The Association of Accounting Technicians (AAT) is the world’s leading professional body for Accounting Technicians, with over 150,000 members worldwide. 

AAT has 150,000 members according to official records from the Financial Reporting Council (FRC). 

This includes 2,500 licensed bookkeepers. It also includes over 5,000 AAT Licensed Accountants who provide accountancy, tax and business advisory services to more than 500,000 individuals, sole traders and small and medium sized British businesses. 

80% of the FTSE 100 employ an AAT apprentice within their finance function.

AAT was created  in 1980 by the Institute of Accounting Staff (then a subsidiary of ACCA) and the Association of Technicians in Finance and Accounting (then a subsidiary of CIPFA). It is a technician level qualification offering higher apprenticeships which entitles those who have completed the exams and obtained relevant supervised work experience to become an accounting technician.  The AAT is based at 140 Aldersgate Street, London but has 43 branches across the UK with representation in the rest of the world including Hong Kong, Botswana and South Africa.

Professional recognition 
The body was sponsored by four UK chartered accountancy bodies; CIPFA, ICAEW, CIMA and ICAS from 1980 until May 2017. After this date, ICAEW, CIPFA, CIMA and ICAS no longer participated in AAT’s governance structure and AAT took the decision to bring their sponsoring body partnerships to a close.

A strong relationship remains between AAT and its former sponsoring bodies, albeit on a more operational basis, with exemptions for the chartered qualifications remaining at the heart of those relationships.

The AAT became a full member of the International Federation of Accountants (IFAC) in 2012.

Versus CAT 
Association of Chartered Certified Accountants (ACCA) used to be a sponsor of the AAT but broke away in order to form a rival qualification called the Certified Accounting Technician (CAT) award. The ACCA implemented this policy as it wanted a technician level qualification that offered accountancy apprenticeships based on the same business model as itself.

In Scotland 
The Institute of Chartered Accountants in Scotland is also keen to implement AAT courses into its own business model. It presently has no plans to develop an ICAS technician qualification in direct competition with the AAT's UK model as proposed in the late 1990s..

In South Africa 
The South African Institute of Chartered Accountants decided to sponsor the AAT program offering higher apprenticeship accounting courses and it has expanded since 2011. AAT(SA) has no signatory powers for any of its South African members, this is because there is not sufficient audit content within the qualification offered. SAICA and AAT are working towards gaining authority in a number of other areas, such as Commissioner of Oaths and review status. This sort of authority does take time to approve and the new South African Company Legislation is not yet finalised.

Examinations 
Since 2010 every level of the AAT qualification has a number of modules, each of which culminate in a computer based assessment.

---

What you need to do:
1) Answer these questions using the AAT overview:
(a) In what year did the AAT become a full member of the International Federation of Accountants?
(b) At what London address is the AAT based?
(c) What rival qualification did the ACCA form after breaking away as a sponsor?
2) Transcribe the stretch of the AAT overview from "The Association of Accounting" through "sized British businesses.".

Excerpts of pointing data
---

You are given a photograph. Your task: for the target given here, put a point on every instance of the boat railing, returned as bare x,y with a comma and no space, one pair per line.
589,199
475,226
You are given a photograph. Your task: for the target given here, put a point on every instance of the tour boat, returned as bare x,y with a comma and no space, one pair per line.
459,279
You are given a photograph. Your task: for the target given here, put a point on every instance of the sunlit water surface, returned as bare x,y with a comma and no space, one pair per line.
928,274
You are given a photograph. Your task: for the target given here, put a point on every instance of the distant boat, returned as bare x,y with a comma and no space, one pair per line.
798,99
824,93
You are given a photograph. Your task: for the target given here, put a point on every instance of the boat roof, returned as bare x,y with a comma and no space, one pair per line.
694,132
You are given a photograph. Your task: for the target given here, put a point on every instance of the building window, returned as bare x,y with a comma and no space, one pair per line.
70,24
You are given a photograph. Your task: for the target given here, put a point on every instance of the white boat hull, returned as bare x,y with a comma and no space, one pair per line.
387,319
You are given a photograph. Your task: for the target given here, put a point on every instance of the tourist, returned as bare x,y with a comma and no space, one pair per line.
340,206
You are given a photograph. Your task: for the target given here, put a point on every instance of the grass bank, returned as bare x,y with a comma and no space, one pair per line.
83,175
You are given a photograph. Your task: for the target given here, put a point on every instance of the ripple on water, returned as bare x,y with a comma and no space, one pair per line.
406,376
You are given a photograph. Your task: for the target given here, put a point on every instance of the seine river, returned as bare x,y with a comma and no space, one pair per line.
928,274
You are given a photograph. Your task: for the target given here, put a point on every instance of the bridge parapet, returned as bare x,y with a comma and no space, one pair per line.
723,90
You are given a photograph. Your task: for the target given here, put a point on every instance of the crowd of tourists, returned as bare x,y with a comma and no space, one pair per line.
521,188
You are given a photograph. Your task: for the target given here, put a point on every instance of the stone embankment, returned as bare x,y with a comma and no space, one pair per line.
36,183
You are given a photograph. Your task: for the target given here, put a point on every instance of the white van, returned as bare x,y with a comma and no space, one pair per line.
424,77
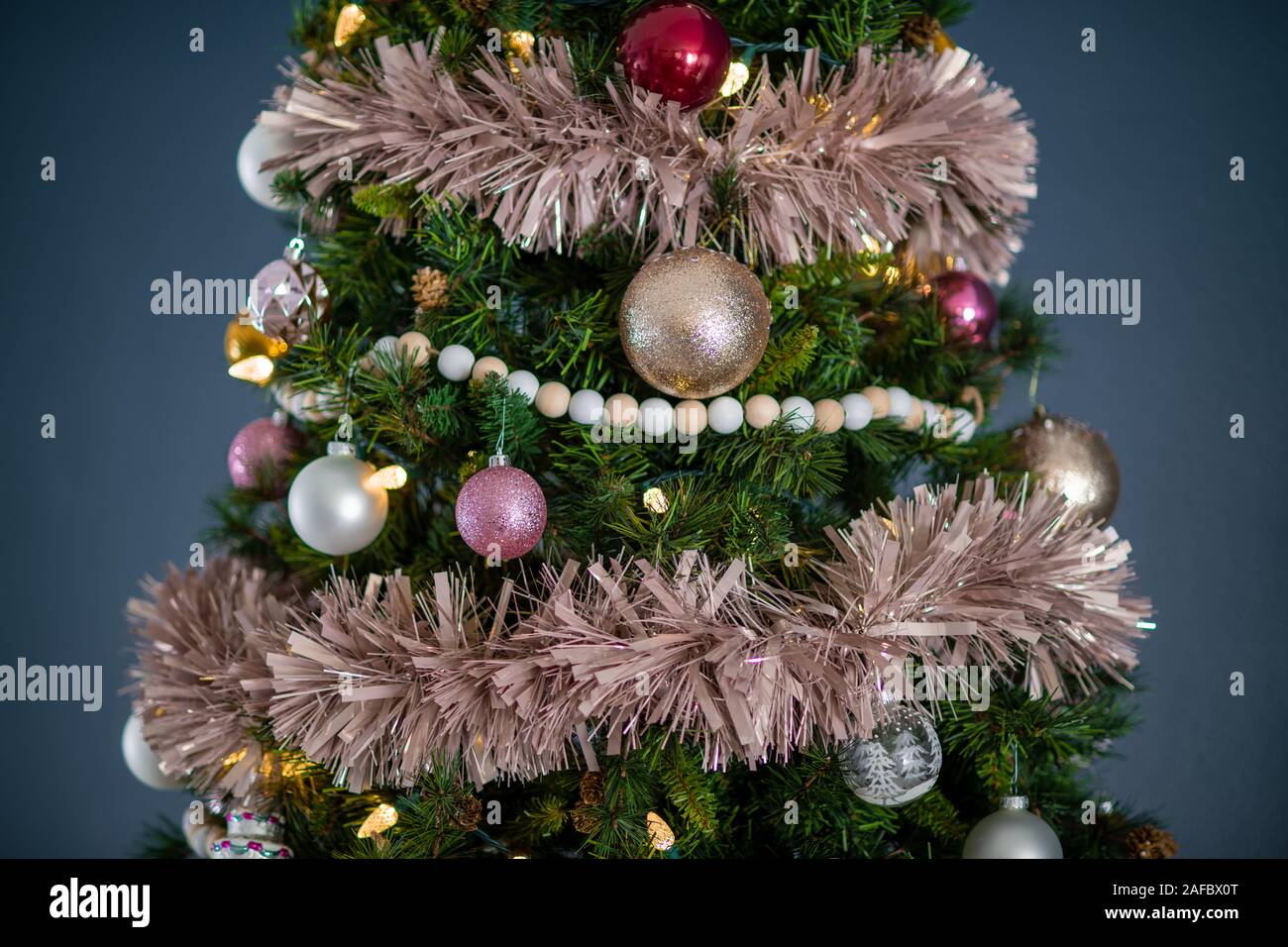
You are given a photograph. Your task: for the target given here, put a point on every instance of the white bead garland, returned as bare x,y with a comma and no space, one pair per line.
722,415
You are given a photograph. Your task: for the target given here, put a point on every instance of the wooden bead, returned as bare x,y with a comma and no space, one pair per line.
691,418
879,398
553,399
485,367
828,415
761,410
621,410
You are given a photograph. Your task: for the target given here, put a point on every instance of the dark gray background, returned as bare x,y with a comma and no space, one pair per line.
1134,147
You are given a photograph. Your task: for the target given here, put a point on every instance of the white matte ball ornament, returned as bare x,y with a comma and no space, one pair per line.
761,410
261,145
1013,831
455,363
901,402
858,411
691,418
724,415
657,416
799,412
333,505
587,406
524,382
140,758
553,399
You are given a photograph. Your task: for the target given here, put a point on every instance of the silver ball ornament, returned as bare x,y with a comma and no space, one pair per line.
898,763
1067,457
695,322
1013,831
334,506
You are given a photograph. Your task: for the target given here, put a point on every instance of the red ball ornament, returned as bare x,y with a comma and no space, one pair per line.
677,50
258,457
501,510
967,305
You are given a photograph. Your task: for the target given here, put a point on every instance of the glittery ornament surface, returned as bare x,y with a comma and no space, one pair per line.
288,298
967,305
1069,458
258,454
695,322
501,512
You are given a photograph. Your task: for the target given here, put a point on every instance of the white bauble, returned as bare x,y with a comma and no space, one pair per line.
724,415
140,758
261,145
798,412
901,402
455,363
587,406
858,411
524,382
1013,831
657,416
334,508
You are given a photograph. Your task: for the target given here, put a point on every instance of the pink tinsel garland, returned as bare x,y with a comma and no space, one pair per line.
375,682
893,147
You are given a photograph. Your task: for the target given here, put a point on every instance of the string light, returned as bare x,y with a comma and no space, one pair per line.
348,24
735,77
391,476
380,819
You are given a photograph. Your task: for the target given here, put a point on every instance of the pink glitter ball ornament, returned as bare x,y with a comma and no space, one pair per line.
258,457
967,305
501,510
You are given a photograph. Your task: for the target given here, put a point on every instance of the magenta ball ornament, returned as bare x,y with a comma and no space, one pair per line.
501,510
967,307
677,50
258,457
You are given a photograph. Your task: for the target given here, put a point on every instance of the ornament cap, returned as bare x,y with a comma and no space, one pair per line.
340,449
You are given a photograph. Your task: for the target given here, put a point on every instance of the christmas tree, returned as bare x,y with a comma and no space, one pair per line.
608,361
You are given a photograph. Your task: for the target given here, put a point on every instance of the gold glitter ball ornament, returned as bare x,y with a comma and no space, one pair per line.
695,322
1067,457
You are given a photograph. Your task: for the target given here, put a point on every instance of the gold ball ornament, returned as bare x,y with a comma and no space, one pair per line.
695,322
1067,457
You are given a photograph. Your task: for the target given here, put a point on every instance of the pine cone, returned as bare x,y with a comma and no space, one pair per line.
919,31
591,788
585,818
469,813
1150,841
429,287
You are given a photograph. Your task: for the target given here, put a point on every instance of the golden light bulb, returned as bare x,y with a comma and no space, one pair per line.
257,368
391,476
380,819
348,24
735,77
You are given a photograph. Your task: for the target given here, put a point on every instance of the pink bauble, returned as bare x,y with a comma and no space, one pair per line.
258,457
967,305
677,50
501,512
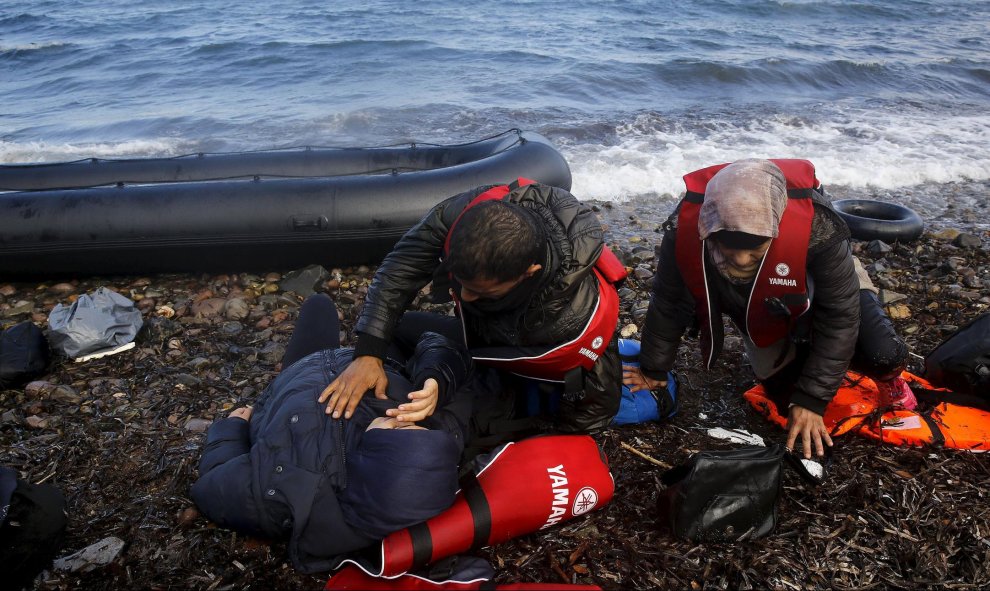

---

Answers to the problems:
1)
(a) 2012
(b) 140 Aldersgate Street, London
(c) The Certified Accounting Technician (CAT) award

2)
The Association of Accounting Technicians (AAT) is the world’s leading professional body for Accounting Technicians, with over 150,000 members worldwide. 

AAT has 150,000 members according to official records from the Financial Reporting Council (FRC). 

This includes 2,500 licensed bookkeepers. It also includes over 5,000 AAT Licensed Accountants who provide accountancy, tax and business advisory services to more than 500,000 individuals, sole traders and small and medium sized British businesses.